- PROVIDED ENTRIES
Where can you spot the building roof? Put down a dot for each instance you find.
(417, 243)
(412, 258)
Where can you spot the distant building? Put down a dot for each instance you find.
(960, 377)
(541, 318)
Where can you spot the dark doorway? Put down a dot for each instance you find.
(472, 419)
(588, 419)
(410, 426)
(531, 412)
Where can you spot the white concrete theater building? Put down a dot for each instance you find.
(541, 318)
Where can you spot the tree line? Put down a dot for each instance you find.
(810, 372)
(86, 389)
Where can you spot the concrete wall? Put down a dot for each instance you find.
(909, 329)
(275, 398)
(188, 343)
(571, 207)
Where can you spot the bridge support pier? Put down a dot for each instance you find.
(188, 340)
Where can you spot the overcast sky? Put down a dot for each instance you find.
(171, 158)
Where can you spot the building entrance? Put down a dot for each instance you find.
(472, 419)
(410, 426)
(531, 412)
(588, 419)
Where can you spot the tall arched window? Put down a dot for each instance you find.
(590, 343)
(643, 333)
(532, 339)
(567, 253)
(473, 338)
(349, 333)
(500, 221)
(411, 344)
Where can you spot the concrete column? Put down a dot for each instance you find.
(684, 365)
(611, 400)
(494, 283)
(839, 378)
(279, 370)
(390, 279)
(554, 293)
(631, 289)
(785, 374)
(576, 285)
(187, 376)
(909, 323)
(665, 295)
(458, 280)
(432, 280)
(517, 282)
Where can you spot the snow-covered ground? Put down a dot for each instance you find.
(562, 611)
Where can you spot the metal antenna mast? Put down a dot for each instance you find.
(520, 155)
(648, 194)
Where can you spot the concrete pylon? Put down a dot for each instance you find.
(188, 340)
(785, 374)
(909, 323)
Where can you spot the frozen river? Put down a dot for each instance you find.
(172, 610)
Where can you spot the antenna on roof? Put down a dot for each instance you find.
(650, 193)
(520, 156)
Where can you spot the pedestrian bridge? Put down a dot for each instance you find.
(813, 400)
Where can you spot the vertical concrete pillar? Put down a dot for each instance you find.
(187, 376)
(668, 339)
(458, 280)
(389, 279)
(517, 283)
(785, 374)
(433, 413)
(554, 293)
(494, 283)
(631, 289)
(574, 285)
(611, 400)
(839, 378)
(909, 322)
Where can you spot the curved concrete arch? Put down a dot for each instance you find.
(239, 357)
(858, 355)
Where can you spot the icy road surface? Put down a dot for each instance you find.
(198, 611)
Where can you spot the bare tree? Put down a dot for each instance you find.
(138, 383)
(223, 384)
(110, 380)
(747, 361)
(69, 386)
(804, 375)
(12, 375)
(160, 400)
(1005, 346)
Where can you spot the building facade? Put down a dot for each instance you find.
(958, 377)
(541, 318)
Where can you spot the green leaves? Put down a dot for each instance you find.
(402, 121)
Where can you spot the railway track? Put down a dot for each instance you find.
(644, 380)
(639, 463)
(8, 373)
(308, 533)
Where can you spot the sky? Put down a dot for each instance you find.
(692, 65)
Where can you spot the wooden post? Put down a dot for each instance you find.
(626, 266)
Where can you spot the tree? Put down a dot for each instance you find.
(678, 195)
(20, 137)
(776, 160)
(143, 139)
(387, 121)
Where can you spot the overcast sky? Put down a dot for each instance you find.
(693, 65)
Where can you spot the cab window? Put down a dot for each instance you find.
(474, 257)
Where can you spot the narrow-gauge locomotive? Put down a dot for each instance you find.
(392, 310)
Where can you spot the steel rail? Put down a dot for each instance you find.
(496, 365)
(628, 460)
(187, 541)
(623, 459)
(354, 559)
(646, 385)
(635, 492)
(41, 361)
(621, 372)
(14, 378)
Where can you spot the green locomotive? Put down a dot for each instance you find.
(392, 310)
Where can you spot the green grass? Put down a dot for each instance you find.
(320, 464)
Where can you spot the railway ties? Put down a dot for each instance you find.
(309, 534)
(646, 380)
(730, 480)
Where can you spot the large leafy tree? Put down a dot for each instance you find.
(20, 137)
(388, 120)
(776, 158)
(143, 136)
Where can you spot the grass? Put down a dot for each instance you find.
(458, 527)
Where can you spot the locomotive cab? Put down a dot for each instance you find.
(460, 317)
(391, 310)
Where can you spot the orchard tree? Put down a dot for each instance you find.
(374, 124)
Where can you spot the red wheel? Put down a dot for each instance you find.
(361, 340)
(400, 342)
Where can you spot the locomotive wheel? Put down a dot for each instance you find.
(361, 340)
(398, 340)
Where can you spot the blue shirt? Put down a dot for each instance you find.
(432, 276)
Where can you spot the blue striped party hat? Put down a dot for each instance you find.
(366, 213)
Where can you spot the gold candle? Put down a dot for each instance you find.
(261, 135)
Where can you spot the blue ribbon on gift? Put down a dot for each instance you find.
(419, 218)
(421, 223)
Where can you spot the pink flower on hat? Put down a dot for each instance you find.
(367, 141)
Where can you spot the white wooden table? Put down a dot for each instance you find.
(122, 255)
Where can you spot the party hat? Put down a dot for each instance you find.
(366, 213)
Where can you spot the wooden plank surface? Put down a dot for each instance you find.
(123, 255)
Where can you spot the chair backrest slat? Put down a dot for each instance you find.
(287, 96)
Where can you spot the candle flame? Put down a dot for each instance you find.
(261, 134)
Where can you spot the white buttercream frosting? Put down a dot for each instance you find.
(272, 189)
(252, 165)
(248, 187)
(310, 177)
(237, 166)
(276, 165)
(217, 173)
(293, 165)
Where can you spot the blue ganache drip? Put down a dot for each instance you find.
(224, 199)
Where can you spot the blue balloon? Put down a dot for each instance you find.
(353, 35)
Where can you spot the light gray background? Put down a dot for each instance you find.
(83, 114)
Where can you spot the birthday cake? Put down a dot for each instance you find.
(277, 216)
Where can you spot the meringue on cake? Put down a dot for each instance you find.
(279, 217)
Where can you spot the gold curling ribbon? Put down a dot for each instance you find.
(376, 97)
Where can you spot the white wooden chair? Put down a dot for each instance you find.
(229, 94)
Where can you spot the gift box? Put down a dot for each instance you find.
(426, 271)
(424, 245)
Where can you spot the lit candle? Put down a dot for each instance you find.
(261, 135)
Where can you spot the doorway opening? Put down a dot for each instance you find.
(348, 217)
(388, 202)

- YOUR TASK
Rewrite all of the rows above with "Put down a dot" changed to "Place a point" wherever it occurs, and keep everything else identical.

- COMPLETED TASK
Where can you spot the building roof? Place a point for each instance you find.
(417, 243)
(412, 258)
Where can you spot the distant building? Place a point for each instance you find.
(960, 377)
(541, 318)
Where can you spot the dark doorway? Place a point for each instance you find.
(472, 419)
(588, 419)
(410, 426)
(531, 412)
Where can you spot the white concrete theater building? Place a point for each instance you find.
(541, 318)
Where can you spot the tree line? Place a point for each instance you find.
(810, 372)
(86, 389)
Where can you spot the concrete wall? Place a point for each instance you find.
(909, 329)
(275, 398)
(188, 343)
(571, 207)
Where can you spot the bridge support pier? Place a point for each instance you find.
(188, 340)
Where can you spot the overcast sky? Place a point for each instance you find.
(171, 158)
Where can you spot the building entrance? Place a point for each instance you find.
(472, 419)
(410, 426)
(531, 412)
(588, 419)
Where can you spot the tall arched window? Place a point for each instance you find.
(590, 343)
(643, 333)
(532, 339)
(567, 253)
(473, 338)
(349, 333)
(500, 221)
(411, 344)
Where can you spot the concrete column? Place a point for each instance you find.
(684, 365)
(611, 400)
(494, 283)
(839, 378)
(279, 370)
(390, 279)
(554, 293)
(631, 289)
(785, 374)
(576, 285)
(187, 376)
(909, 323)
(665, 295)
(458, 280)
(432, 280)
(517, 282)
Where can you spot the snow-covered ground? Place a point for each instance you find.
(562, 611)
Where can you spot the metal antenna mast? Place a point for each instance you find.
(520, 155)
(648, 194)
Where can you spot the concrete pylon? Place a point for each instance you find.
(188, 340)
(785, 374)
(909, 323)
Where can you spot the frozen river? Place a point for each instance you find.
(172, 610)
Where can you spot the antenna on roof? Place a point for each instance you find.
(650, 193)
(520, 156)
Where can you spot the pedestrian bridge? Place a point for each instance you find.
(813, 400)
Where can you spot the vertical concrete pillar? Place a point for each instance you find.
(187, 376)
(668, 339)
(458, 280)
(389, 279)
(517, 283)
(785, 374)
(433, 413)
(554, 293)
(494, 283)
(631, 289)
(574, 285)
(611, 400)
(839, 378)
(909, 322)
Where can you spot the curved concrete arch? Place a point for each instance you find.
(239, 357)
(858, 355)
Where can you spot the icy road surface? Place a point for each instance you find.
(198, 611)
Where can you spot the bare tree? Place a point for each instance you find.
(138, 383)
(223, 384)
(110, 380)
(747, 361)
(69, 386)
(804, 375)
(12, 375)
(160, 400)
(1005, 346)
Where can you spot the building facade? Place a point for each instance you find.
(958, 377)
(541, 318)
Where can you spot the green leaves? Place a point for each instance you find.
(402, 121)
Where can you spot the railway track? Place a point for each instance you find.
(644, 380)
(639, 463)
(8, 373)
(308, 533)
Where can you spot the sky? Place a point for each instance you find.
(692, 65)
Where can you spot the wooden post? Place a point for each instance you find.
(626, 266)
Where can you spot the tree? Place a point for each instance you find.
(678, 195)
(20, 137)
(776, 160)
(143, 139)
(387, 121)
Where can you spot the overcast sky? Place a point for each instance you find.
(693, 65)
Where can you spot the cab window? Place a point for each instance you find.
(474, 257)
Where can you spot the narrow-gauge locomotive? Place a point for each instance you find.
(392, 310)
Where can you spot the steel rail? Place a point for each instance you find.
(496, 365)
(628, 460)
(187, 541)
(623, 459)
(354, 559)
(646, 385)
(635, 492)
(41, 361)
(621, 372)
(14, 378)
Where can you spot the green locomotive? Place a point for each instance you find.
(392, 310)
Where can you spot the green grass? Place a point for each instance you find.
(320, 464)
Where can you spot the railway ties? Place a point for each instance you find.
(309, 534)
(646, 380)
(730, 480)
Where can you spot the large leafy tree? Place a point for each instance you find.
(20, 137)
(388, 120)
(776, 158)
(143, 136)
Where can you spot the grass? Place a point for each instance you find.
(458, 527)
Where can you spot the locomotive cab? Place a point for each instance you find.
(460, 317)
(391, 310)
Where can you spot the orchard tree? Place a point for each instance you find.
(374, 124)
Where can you spot the red wheel? Place a point for each instance you find.
(361, 340)
(400, 342)
Where can you spot the locomotive wheel? Place a point for each instance you find.
(361, 340)
(398, 340)
Where can you spot the blue shirt? Place a point for each instance you find.
(432, 276)
Where can you spot the blue striped party hat? Place a point for each instance you find.
(366, 213)
Where can you spot the gold candle? Place a point for each instance you find.
(261, 135)
Where can you spot the blue ribbon on gift? Place a point for each instance you find.
(419, 218)
(421, 223)
Where can you spot the pink flower on hat? Place a point for each instance you find.
(367, 141)
Where can you spot the white wooden table? Place a point for each instance you find.
(122, 255)
Where can you spot the party hat? Place a point for each instance you find.
(366, 213)
Where can you spot the wooden plank surface? Place a point for each instance you find.
(123, 255)
Where can you spot the chair backrest slat? Place a point for each instance you find.
(287, 96)
Where can you spot the candle flame? Place a point for each instance you find.
(261, 134)
Where can you spot the white buttercream frosting? Place a point for each instance you find.
(272, 189)
(252, 165)
(248, 187)
(310, 177)
(237, 166)
(276, 165)
(217, 173)
(293, 165)
Where can you spot the blue ganache drip? Place a point for each instance you find.
(224, 199)
Where can you spot the blue balloon? Place a point for each instance you find.
(353, 35)
Where can you spot the light gray background? Place a point for each instance you find.
(83, 114)
Where can you spot the birthday cake? Place a point for each instance you find.
(277, 216)
Where can you spot the meringue on cake? Place a point for each instance you find.
(279, 217)
Where can you spot the gold curling ribbon? Place a point for each instance you find.
(376, 97)
Where can you spot the white wooden chair? Place a point for each instance you find.
(229, 94)
Where can you spot the gift box? Place a point for each instance you find.
(426, 271)
(424, 245)
Where can you spot the lit candle? Place a point for each instance you find.
(261, 135)
Where can you spot the doorway opening? Place a point for each instance you find.
(348, 217)
(388, 202)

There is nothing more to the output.